### READING PASSAGE
•••••

Momentive Performance Materials Inc. Announces Completion of Tender Offers for Certain of its Outstanding Notes

November 22, 2010

 IMPORTANT NOTICE: NOT FOR DISTRIBUTION IN OR INTO, OR TO ANY PERSON LOCATED OR RESIDENT IN OR ANY ADDRESS IN, THE REPUBLIC OF ITALY

 

FOR IMMEDIATE RELEASE

 

Momentive Performance Materials Inc. Announces Completion of Tender Offers for Certain of its Outstanding Notes

 

Albany, NY – November 22, 2010

 

Momentive Performance Materials Inc. (the “Company”) announced today the completion of its tender offers (the “Tender Offers”) to purchase any and all of its outstanding 9.75% Senior Notes due 2014 (the “2006 9.75% Notes”), 9.00% Senior Notes due 2014 (the “2006 9.00% Notes”) and 10.125% / 10.875% Senior Toggle Notes due 2014 (the “Senior Toggle Notes”, and, together with the 2006 9.75% Notes and the 2006 9.00% Notes, the “Notes”).

 

The Tender Offers expired at 11:59 p.m., New York City time, on November 19, 2010 (the “Expiration Date”). As previously announced, the Company received tenders from the holders of (i) $450,592,000 aggregate principal amount of their 2006 9.75% Notes, (ii) €155,611,000 aggregate principal amount of their 2006 9.00% Notes and (iii) $74,792,167 aggregate principal amount of their Senior Toggle Notes by the expiration of the early tender payment deadline, November 4, 2010 at 5:00 p.m., New York City time (the “Early Tender Date”). After the Early Tender Date and prior to the Expiration Date, the Company received additional tenders from the holders of €165,000 aggregate principal amount of their 2006 9.00% Notes and $615 aggregate principal amount of their Senior Toggle Notes. The tenders received by the Company for each series of Notes, together with the $234.3 million principal amount of the 2006 9.75% Notes, €88.2 million principal amount of the 2006 9.00% Notes, and $139.4 million principal amount of the Senior Toggle Notes owned by Apollo Management, L.P. (“Apollo”), which principal amounts were exchanged by Apollo, represent in the aggregate approximately 95.58% of the 2006 9.75% notes, 99.48% of the 2006 9.00% Notes and 99.99% of the Senior Toggle Notes. Apollo entered into an agreement to exchange the entire amount of its holdings of each series of Notes for new debt of the Company at an exchange ratio determined based on the tender consideration offered to holders of the Notes, and intended to give Apollo an aggregate value equivalent to that which it would receive if it had received the total consideration in the Tender Offers and used the proceeds thereof to invest in such new debt. The new debt has the same terms as the new notes issued by the Company to finance the Tender Offers. On November 5, 2010 the Company accepted for early payment, and paid for, the Notes tendered prior the Early Tender Date.

•••••

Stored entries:
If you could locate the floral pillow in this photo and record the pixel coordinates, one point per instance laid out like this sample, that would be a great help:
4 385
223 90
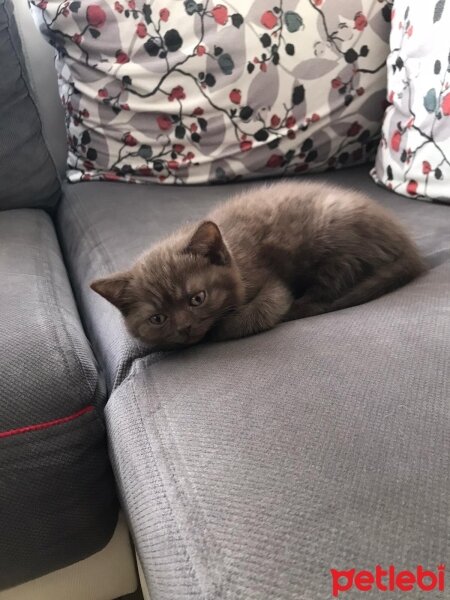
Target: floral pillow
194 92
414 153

•••••

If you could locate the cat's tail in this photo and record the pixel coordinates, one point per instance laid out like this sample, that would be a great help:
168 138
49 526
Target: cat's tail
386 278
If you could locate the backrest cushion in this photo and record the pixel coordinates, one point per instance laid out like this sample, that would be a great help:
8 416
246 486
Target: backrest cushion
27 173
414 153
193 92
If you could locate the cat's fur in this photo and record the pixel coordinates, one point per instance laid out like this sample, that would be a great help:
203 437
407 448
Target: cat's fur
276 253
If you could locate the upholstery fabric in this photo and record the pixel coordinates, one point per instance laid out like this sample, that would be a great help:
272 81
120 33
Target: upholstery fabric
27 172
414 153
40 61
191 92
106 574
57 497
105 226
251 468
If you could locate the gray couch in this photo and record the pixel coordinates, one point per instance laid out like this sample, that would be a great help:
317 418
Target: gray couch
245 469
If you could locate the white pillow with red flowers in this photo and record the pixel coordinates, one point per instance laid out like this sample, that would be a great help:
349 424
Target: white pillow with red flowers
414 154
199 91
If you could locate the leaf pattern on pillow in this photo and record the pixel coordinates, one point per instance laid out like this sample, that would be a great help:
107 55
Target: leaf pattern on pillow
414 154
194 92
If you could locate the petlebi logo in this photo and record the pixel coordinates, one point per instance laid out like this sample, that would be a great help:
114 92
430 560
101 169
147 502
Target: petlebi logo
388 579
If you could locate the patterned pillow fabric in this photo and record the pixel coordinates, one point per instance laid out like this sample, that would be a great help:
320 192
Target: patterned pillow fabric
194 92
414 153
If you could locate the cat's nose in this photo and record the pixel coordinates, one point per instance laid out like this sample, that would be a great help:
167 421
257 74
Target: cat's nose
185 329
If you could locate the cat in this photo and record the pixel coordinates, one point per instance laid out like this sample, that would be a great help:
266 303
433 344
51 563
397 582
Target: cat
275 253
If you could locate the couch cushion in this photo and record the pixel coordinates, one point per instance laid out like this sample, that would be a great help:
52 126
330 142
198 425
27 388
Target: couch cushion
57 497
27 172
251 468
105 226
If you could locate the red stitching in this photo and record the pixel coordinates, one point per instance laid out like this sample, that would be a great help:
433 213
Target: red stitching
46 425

•••••

### TASK REQUIREMENTS
• A. In one to three sentences, explain why, according to the press release, Apollo's exchange ratio was set the way it was.
• B. According to the press release, at what time and on what date did the Tender Offers expire?
• C. Please say whether each statement agrees with the press release, answering yes or no and quoting the words that decide it: (i) The early tender payment deadline fell on November 4, 2010. (ii) Apollo agreed to exchange only part of its holdings of the Notes. (iii) The new debt carries different terms from the new notes issued to finance the Tender Offers.
These records are separate material, unrelated to the press release.

### ANSWERS TO THE EXERCISE
• A. The ratio was determined based on the tender consideration offered to holders of the Notes. It was intended to give Apollo an aggregate value equivalent to what it would have received had it taken the total consideration in the Tender Offers and used the proceeds to invest in the new debt.

• B. At 11:59 p.m., New York City time, on November 19, 2010.

• C.
(i) Yes: "the early tender payment deadline, November 4, 2010 at 5:00 p.m., New York City time"
(ii) No: "Apollo entered into an agreement to exchange the entire amount of its holdings of each series of Notes"
(iii) No: "The new debt has the same terms as the new notes issued by the Company to finance the Tender Offers."